EXERCISE INSTRUCTIONS → The entries below should be given again exactly, minus their pictures.

MATERIAL PROVIDED →
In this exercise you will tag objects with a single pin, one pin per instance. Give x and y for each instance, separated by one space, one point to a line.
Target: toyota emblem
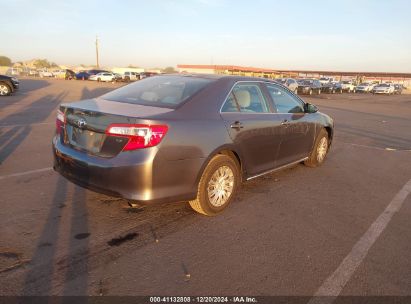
81 123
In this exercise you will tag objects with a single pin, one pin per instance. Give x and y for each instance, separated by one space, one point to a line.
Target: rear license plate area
86 140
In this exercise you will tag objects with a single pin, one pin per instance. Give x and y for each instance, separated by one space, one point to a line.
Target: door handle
285 122
237 125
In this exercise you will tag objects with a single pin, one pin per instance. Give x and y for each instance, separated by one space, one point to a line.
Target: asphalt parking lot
344 226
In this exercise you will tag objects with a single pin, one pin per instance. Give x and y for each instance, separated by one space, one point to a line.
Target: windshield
305 82
159 91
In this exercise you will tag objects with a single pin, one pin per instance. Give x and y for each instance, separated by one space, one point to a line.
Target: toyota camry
186 138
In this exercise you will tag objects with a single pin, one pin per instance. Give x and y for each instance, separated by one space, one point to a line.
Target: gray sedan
187 138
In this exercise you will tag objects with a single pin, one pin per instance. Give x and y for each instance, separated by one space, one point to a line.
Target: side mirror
310 108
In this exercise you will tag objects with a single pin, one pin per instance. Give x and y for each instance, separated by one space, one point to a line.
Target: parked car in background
133 141
95 72
384 88
147 74
324 80
332 87
12 72
69 75
8 85
45 73
82 75
309 86
290 83
348 86
104 76
118 77
59 73
364 87
398 88
33 73
130 76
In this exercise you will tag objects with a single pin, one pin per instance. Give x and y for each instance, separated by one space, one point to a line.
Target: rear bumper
140 176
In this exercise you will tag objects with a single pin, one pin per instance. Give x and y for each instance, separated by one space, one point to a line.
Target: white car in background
325 80
348 86
384 88
104 76
45 73
364 87
130 76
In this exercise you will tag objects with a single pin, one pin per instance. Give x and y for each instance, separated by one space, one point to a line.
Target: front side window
284 101
246 98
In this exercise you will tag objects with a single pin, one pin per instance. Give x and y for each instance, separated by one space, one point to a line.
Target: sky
344 35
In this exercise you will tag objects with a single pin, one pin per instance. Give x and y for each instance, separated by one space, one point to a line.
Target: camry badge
81 123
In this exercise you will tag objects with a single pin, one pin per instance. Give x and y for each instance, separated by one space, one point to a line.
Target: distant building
228 69
402 78
123 70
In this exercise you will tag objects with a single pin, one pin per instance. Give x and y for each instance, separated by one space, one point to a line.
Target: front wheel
218 185
319 151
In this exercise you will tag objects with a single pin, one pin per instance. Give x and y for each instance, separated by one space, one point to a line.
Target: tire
219 165
321 145
4 89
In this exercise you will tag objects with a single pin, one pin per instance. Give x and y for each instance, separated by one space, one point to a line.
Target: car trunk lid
86 123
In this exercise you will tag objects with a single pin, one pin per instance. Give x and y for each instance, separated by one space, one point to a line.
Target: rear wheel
319 151
4 89
218 186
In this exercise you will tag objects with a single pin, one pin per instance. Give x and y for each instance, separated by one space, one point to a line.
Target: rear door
297 127
252 126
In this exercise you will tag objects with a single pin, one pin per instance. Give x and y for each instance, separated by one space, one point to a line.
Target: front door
298 129
252 126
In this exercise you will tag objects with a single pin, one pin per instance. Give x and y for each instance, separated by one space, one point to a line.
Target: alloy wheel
322 149
221 186
4 90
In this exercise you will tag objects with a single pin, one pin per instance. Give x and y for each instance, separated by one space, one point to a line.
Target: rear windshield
159 91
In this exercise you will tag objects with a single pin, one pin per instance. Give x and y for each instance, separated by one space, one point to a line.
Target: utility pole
98 65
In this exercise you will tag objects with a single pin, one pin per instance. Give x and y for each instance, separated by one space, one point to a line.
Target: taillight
60 121
140 136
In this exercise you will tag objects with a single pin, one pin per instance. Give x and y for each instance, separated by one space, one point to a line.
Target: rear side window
246 98
159 91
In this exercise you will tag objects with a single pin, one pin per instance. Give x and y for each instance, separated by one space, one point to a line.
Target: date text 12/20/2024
203 300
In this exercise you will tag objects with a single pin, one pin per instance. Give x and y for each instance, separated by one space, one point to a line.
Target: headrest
149 96
243 98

EXERCISE ANSWER →
In this exercise you will tag objects with a single pin, one pin per instance. Give x and y for each instance, separated by one space, one point to a line.
Target: toyota emblem
81 123
In this exercise you will tag objects with a single pin, one pin per instance. Give x and y for each instance, separated by one space, one point to a line.
Target: rear license plate area
86 140
In this exercise you will tag objects with a single pin, one pin per instance. Give x and y for each instance, separated by one space, one point to a line.
Target: door handle
285 122
237 125
In this exercise you will tag objects with a single pin, one pin per instance. Give x and y for each instance, separated by one space, one point to a line.
Target: asphalt parking lot
344 226
In this exercise you will tag objects with a single pin, one pin per instance. Give x and y for each instance, separated by one space, one point to a line.
Target: windshield
305 82
159 91
In this exercise you will tag objects with a single pin, one pin per instance. Give x and y for each instance, separated by one space, one point to a line.
Target: toyota camry
186 138
In this exercise you will tag objects with a single pin, one pin per instance. Give x and y for each instance, separated by one space, one point to a line.
Target: gray sedan
187 138
In this exercise you will tag objects with a single pin, one pin per instance. Give x and y for each instance, separated by one space, one point to a line.
Target: side mirror
310 108
In this exercise you will tag objects with a single pin, one pin per instance. Give x and y for each instance, separated by one space, one point to a line.
Target: parked car in background
133 141
95 72
384 88
147 74
324 80
332 87
12 72
69 75
8 85
45 73
82 75
309 86
290 83
348 86
104 76
118 77
59 73
364 87
398 88
33 73
130 76
In this exercise you will tag objects with a single pin, one pin per instance. Give x and y for each instance, separated by one space, one point to a line.
Target: rear bumper
140 176
In this exercise you will tag objects with a single pin, one pin per instance. Give x and y for each instance, separated by one space, one point to a line.
Target: white car in background
325 80
348 86
384 88
104 76
45 73
364 87
130 76
In this exercise you will tag objects with a single pin, one pin per instance. Give x and y for each instance, separated by one space, one point to a line.
Target: front side window
284 101
246 98
In this exercise you will tag objects with a single pin, one pin per instance. Give x and y for each instance, separated by one space, one point to a line.
Target: sky
344 35
In this exercise you will tag objects with a single pin, one pin per instance. Give x and y for each instance, separated by one space, one point to a line.
Target: camry badge
81 123
In this exercise you will tag objects with a single pin, one pin per instance. Give x and y for each instance, separated by one space, one point to a line.
Target: distant building
228 69
402 78
123 70
In this exercise you will tag objects with a single pin, one pin per instance. Give x and y for each instance, separated by one space, one point to a line.
Target: front wheel
218 185
319 151
In this exercise you will tag objects with a single pin, one pin per instance. Give x and y for each instance, separated by one space, one point to a line.
Target: tire
219 165
321 145
4 89
In this exercise you will tag objects with a single pin, one pin per instance. Give x and y for each instance, separated by one space, one point to a line.
Target: car trunk lid
86 123
In this exercise you will tag objects with a single pin, one pin per instance. Give x and y for each instance, separated by one space, one point to a line.
Target: rear wheel
319 151
4 89
218 186
In this exercise you will tag objects with a single pin, one pin per instance. Give x and y for each instance, separated by one space, one point to a line.
Target: rear door
297 127
252 126
In this exercise you will tag objects with a single pin, one pin per instance. Give x and y for each instance, separated by one space, one point to a line.
Target: front door
298 129
252 126
In this exercise you will tag objects with a single pin, one pin per instance. Give x and y for each instance, separated by one space, one point to a line.
Target: alloy wheel
322 149
221 186
4 90
In this exercise you will tag objects with a single pin, one pin per instance. Give x and y for each instance, separated by one space, one point to a line.
Target: rear windshield
159 91
In this exercise you will tag objects with a single pin, one pin per instance. Give x and y for each instance, separated by one space, one point to a line.
Target: utility pole
98 65
In this exercise you will tag objects with a single pin, one pin per instance. Give x and y for each instance, separated by one space, one point to a line.
Target: taillight
60 121
140 136
In this exercise you will tag objects with a single pin, one pin per instance. Give x and y for each instance, separated by one space, one point to a line.
Target: rear side window
246 98
159 91
In this exercise you will tag objects with a single pin, one pin per instance. Give x and y for each instance, separated by one space, one point to a line.
Target: date text 12/20/2024
203 300
In this exercise you will tag objects with a single pin, one pin per instance. Give x and y for each instance, separated by one space, one point to a line.
Target: headrest
149 96
243 98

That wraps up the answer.